TASK. With images excluded, write out each entry below exactly as given.

Saved entries.
========================================
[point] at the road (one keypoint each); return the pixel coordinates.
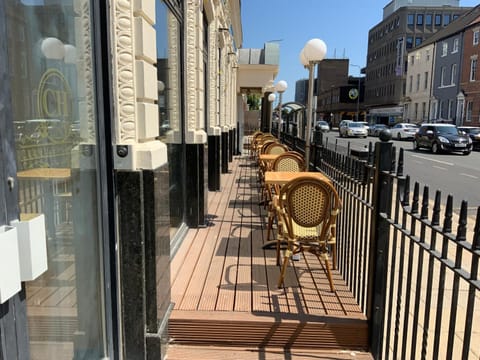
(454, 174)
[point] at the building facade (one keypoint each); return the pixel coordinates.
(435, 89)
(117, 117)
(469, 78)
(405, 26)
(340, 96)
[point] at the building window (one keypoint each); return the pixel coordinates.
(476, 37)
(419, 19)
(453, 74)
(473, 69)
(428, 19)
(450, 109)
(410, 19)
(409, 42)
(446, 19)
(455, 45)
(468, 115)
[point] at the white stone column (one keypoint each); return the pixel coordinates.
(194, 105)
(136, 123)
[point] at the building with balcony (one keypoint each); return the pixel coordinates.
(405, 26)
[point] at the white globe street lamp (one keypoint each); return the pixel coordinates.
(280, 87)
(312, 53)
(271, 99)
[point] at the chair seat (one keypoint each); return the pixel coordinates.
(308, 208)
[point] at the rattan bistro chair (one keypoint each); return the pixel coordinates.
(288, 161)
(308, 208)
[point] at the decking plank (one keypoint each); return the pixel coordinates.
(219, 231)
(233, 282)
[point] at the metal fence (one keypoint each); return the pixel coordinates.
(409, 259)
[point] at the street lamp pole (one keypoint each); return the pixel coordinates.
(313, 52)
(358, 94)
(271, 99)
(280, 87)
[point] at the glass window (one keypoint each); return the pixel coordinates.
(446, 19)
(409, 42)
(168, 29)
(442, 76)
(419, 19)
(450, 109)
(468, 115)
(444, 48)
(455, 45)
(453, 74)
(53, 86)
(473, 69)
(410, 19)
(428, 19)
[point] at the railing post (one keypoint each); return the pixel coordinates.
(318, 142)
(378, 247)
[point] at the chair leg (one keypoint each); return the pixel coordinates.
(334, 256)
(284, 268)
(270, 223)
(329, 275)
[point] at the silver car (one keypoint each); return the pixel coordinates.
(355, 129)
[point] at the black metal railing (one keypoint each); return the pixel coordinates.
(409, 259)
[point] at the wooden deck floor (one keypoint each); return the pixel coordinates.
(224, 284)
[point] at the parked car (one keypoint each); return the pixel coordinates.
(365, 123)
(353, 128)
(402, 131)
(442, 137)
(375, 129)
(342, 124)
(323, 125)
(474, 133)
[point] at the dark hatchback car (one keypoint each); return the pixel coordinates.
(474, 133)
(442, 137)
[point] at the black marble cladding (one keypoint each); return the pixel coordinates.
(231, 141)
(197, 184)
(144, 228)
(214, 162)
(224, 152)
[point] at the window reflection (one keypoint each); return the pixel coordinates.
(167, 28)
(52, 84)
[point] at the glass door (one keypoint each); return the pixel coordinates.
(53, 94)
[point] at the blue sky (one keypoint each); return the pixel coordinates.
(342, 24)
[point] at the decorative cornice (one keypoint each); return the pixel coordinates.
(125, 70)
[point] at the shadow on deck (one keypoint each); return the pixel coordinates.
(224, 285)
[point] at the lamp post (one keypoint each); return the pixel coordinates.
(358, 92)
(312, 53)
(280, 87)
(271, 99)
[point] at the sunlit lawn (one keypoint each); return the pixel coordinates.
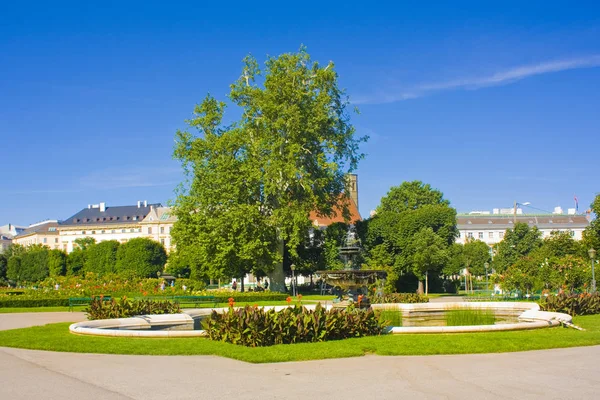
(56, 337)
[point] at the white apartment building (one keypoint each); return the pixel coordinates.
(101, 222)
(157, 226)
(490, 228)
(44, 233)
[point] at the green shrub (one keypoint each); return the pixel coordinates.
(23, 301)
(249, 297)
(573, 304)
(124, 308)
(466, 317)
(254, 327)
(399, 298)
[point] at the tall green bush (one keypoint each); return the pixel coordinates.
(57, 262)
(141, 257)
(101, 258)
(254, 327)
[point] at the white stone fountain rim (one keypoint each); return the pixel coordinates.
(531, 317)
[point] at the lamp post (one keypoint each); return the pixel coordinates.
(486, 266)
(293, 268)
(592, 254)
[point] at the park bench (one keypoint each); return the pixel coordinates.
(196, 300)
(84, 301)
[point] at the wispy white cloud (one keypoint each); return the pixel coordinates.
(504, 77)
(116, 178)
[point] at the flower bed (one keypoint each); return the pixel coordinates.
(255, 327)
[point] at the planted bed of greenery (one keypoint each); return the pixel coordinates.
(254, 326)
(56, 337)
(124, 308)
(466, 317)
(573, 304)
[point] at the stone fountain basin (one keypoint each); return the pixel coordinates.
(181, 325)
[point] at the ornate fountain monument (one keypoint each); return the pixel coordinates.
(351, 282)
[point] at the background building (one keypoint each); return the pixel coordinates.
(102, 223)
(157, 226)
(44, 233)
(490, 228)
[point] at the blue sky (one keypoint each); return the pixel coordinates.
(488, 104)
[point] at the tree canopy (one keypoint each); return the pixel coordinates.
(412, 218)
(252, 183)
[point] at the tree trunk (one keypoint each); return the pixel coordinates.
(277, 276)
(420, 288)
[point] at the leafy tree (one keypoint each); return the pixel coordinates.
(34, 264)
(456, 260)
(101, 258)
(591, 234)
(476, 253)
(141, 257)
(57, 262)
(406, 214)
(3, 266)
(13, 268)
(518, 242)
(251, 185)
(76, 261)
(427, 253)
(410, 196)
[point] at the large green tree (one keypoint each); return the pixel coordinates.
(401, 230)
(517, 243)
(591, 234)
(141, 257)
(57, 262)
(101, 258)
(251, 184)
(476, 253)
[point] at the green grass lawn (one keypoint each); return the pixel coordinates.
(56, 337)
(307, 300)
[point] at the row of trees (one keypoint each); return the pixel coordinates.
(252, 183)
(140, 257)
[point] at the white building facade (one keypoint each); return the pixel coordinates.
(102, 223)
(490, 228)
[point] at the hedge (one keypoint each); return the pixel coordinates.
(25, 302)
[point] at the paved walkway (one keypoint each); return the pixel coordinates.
========================================
TASK RESULT.
[point] at the road (one keypoint each); return the pixel coordinates.
(454, 174)
[point] at the building facade (one keypoint each); return the pixel coordinates.
(435, 89)
(117, 117)
(469, 78)
(405, 26)
(340, 96)
[point] at the building window (one keypoint each); return the pixel coordinates.
(476, 37)
(419, 19)
(453, 74)
(473, 69)
(428, 19)
(450, 109)
(410, 19)
(409, 42)
(446, 19)
(455, 45)
(468, 115)
[point] at the white stone column (one keypoint each); return the pixel coordinates.
(194, 105)
(136, 123)
[point] at the building with balcony (one keypoint each); return the pixel coordinates.
(405, 26)
[point] at the white globe street lamp (one keypoint each); return the pixel coordinates.
(280, 87)
(312, 53)
(271, 99)
[point] at the chair seat (one keypoint each); return the pixel coordinates.
(308, 208)
[point] at the rattan bistro chair (one keypoint each); return the pixel coordinates.
(288, 161)
(308, 208)
[point] at the decking plank (one keypoint each); return the pixel coordinates.
(219, 231)
(233, 282)
[point] at the metal fence (one keypoint each); return the pixel coordinates.
(409, 259)
[point] at the street lamp pole (one keypoint each); return the pixel coordinates.
(313, 52)
(358, 94)
(271, 99)
(280, 87)
[point] at the glass window (one keypoint each); return the pixel coordinates.
(446, 19)
(409, 42)
(168, 29)
(442, 76)
(419, 19)
(450, 109)
(468, 115)
(444, 48)
(455, 45)
(453, 74)
(53, 86)
(473, 69)
(410, 19)
(428, 19)
[point] at the railing post (one keypoint each); return the pixel coordinates.
(318, 142)
(378, 247)
[point] at the chair leg (one keypoint each); return the pixel coordinates.
(334, 256)
(284, 268)
(270, 223)
(329, 275)
[point] at the silver car (one keypoint each); return the pixel coordinates.
(355, 129)
[point] at the black metal railing (one keypoint each); return the pixel coordinates.
(409, 259)
[point] at the wooden deck floor (one keypoint each); return the pixel coordinates.
(224, 284)
[point] at the parked car (one keypoint each); return the pixel coordinates.
(365, 123)
(353, 128)
(402, 131)
(442, 137)
(375, 129)
(342, 124)
(323, 125)
(474, 133)
[point] at the dark hatchback car (one keypoint each); return the pixel coordinates.
(474, 133)
(442, 137)
[point] at the black marble cladding (one keypoint each); return the pixel coordinates.
(231, 141)
(197, 184)
(144, 228)
(214, 162)
(224, 152)
[point] at the window reflection (one keypoint each); return the pixel coordinates.
(167, 28)
(52, 84)
[point] at the glass door (one keypoint each); return the pixel coordinates.
(53, 94)
[point] at the blue sky (one keypoint each); return the pixel coordinates.
(342, 24)
[point] at the decorative cornice (one keypoint each); return the pixel coordinates.
(125, 70)
[point] at the shadow on deck (one keypoint each); return the pixel coordinates.
(224, 285)
[point] at the lamp post (one keypoint each); return the pixel coordinates.
(358, 92)
(312, 53)
(280, 87)
(271, 99)
[point] at the sunlit lawn (one keypoint each); return the pixel coordinates.
(56, 337)
[point] at the white apartment building (one keypoint each); return the pixel coordinates.
(101, 222)
(157, 226)
(490, 228)
(44, 233)
[point] at the green shrub (one keypoint each); return the pixel coordinates.
(23, 301)
(249, 297)
(573, 304)
(124, 308)
(466, 317)
(254, 327)
(399, 298)
[point] at the tall green bush (one keypoint each); return the pixel coordinates.
(57, 262)
(141, 257)
(101, 258)
(254, 327)
[point] at the white stone fountain rim (one keypoint each); return the pixel coordinates.
(531, 317)
[point] at the lamp post (one keypoint each); return the pixel coordinates.
(486, 266)
(293, 268)
(592, 254)
[point] at the park bench (one keypoint each); return the pixel coordinates.
(196, 300)
(84, 301)
[point] at the wispy white cloud (one keypoint each); return the pixel coordinates.
(504, 77)
(116, 178)
[point] at the flower bed (one keypoint each); return the pixel coordinates.
(255, 327)
[point] at the planted bed of greenery (one keypoint each); return the pixel coordinates.
(254, 326)
(56, 337)
(124, 308)
(466, 317)
(573, 304)
[point] at the stone fountain basin (one keypoint each); return the pixel coordinates.
(181, 325)
[point] at the ornate fountain monument (one keypoint each); return the pixel coordinates.
(351, 282)
[point] at the background building (one keypoint each); return the pixel coordinates.
(102, 223)
(157, 226)
(44, 233)
(490, 228)
[point] at the blue sky (one keypoint each); return the pixel coordinates.
(488, 104)
[point] at the tree canopy (one keypoint each); return the pixel coordinates.
(412, 218)
(252, 183)
[point] at the tree trunk (one keypoint each); return the pixel coordinates.
(277, 276)
(420, 288)
[point] at the leafy tree (one keypoint each); return the pixel coordinates.
(34, 264)
(456, 260)
(101, 258)
(591, 234)
(476, 253)
(141, 257)
(57, 262)
(406, 214)
(3, 266)
(13, 268)
(518, 242)
(251, 185)
(76, 261)
(427, 253)
(410, 196)
[point] at the large green tree (one keypoint each); return the pixel coordinates.
(401, 230)
(517, 243)
(591, 234)
(141, 257)
(57, 262)
(101, 258)
(251, 184)
(476, 253)
[point] at the green grass lawn (one keypoint each); return the pixel coordinates.
(56, 337)
(307, 300)
[point] at the row of trees (one keypoint each); return the pixel coordinates.
(252, 183)
(140, 257)
[point] at the white building facade (one keypoint each); return the pixel coordinates.
(102, 223)
(490, 228)
[point] at the hedge (one keypoint each); return the pixel coordinates.
(25, 302)
[point] at the paved walkway (one keypoint each); return the pixel coordinates.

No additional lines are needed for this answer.